Work request →
Could the entries below be retyped exactly and in full?

*** Input material ***

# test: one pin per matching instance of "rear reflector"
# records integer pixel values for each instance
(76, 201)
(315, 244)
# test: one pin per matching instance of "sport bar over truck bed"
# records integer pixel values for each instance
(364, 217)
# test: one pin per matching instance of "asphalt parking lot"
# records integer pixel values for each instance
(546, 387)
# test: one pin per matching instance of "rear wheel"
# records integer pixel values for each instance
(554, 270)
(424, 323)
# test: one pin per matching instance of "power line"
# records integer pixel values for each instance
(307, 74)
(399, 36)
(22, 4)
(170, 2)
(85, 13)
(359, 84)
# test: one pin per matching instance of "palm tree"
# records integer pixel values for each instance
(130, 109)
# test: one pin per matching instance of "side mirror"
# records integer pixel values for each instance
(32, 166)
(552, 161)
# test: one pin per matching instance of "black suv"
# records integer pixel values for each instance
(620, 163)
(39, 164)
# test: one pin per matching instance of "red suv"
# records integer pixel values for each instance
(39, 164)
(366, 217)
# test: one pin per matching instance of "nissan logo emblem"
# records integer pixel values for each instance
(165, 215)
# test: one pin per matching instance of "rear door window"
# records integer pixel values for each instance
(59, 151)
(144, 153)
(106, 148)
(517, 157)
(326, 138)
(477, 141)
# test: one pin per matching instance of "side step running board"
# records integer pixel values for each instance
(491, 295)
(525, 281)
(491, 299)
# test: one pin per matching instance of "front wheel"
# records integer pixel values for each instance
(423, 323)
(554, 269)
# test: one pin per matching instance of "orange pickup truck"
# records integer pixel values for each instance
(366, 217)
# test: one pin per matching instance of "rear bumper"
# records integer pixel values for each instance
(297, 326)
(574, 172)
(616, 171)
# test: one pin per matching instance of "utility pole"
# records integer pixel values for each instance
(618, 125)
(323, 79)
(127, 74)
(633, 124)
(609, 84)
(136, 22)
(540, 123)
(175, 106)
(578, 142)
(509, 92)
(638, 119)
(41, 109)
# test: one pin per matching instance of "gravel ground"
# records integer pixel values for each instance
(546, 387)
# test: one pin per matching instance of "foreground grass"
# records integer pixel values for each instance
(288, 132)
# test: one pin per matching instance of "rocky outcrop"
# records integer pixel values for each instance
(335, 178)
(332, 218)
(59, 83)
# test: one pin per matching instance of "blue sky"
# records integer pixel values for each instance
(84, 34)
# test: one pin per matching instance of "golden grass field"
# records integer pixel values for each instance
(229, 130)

*** End of Input material ***

Written response →
# test: one pin per matching instance of "rear reflector"
# records integer pixel values for each instance
(76, 201)
(315, 244)
# test: one pin per matching instance of "sport bar over truck bed"
# records integer pixel values for each instance
(364, 217)
# test: one pin per matching instance of "asphalt parking lot"
# records integer pixel values for each instance
(546, 387)
# test: one pin per matching instance of "rear wheel"
# records integer pixel values for each instance
(554, 270)
(424, 323)
# test: one pin per matching instance of "power line"
# records integer pixel values for each instance
(307, 74)
(399, 36)
(22, 4)
(170, 2)
(85, 13)
(359, 84)
# test: one pin per matching instance of "palm tree"
# records integer pixel values for each instance
(130, 109)
# test: one pin per matching instance of "side mirror"
# records integer pixel values for each instance
(32, 166)
(552, 161)
# test: one pin per matching instance of "black suv"
# records integer pixel values for each instance
(620, 163)
(39, 164)
# test: one pin per matching instance of "red suv"
# records integer pixel values for each instance
(39, 164)
(366, 217)
# test: one pin per matching instance of "nissan logo emblem"
# records integer pixel values for each instance
(165, 215)
# test: one pin per matching instance of "rear door window"
# records integer pixel values for each instance
(59, 151)
(144, 153)
(106, 148)
(517, 157)
(326, 138)
(477, 141)
# test: one pin per matching instance of "side step running board"
# records integer pixel values for each instance
(491, 295)
(525, 281)
(491, 299)
# test: one pin per matching instance of "front wheel"
# records integer pixel values for each instance
(423, 323)
(554, 269)
# test: one pin per matching instance of "orange pickup truck"
# records integer pixel values for each instance
(366, 217)
# test: one pin per matching instance of "rear bumper"
# records integer pixel values for each instance
(297, 326)
(574, 172)
(616, 171)
# test: one pin per matching instance of "utility pole"
# records integer pixel values for each instance
(618, 125)
(323, 79)
(127, 74)
(633, 124)
(609, 84)
(136, 22)
(540, 123)
(175, 106)
(578, 142)
(509, 92)
(638, 119)
(41, 109)
# test: one pin per matching instance of "gravel ground"
# records integer pixel values for each instance
(546, 387)
# test: one pin per matching instance of "foreground grass"
# records integer pixel values for each instance
(288, 132)
# test: one pin per matching instance of "rocky outcrop"
# records integer pixel values for each instance
(335, 178)
(332, 218)
(59, 83)
# test: one pin per matching instance of "blue sky"
# records integer pixel values for each instance
(84, 34)
# test: one pin per matching instance of "golden grass field"
# records integer pixel values for each instance
(229, 130)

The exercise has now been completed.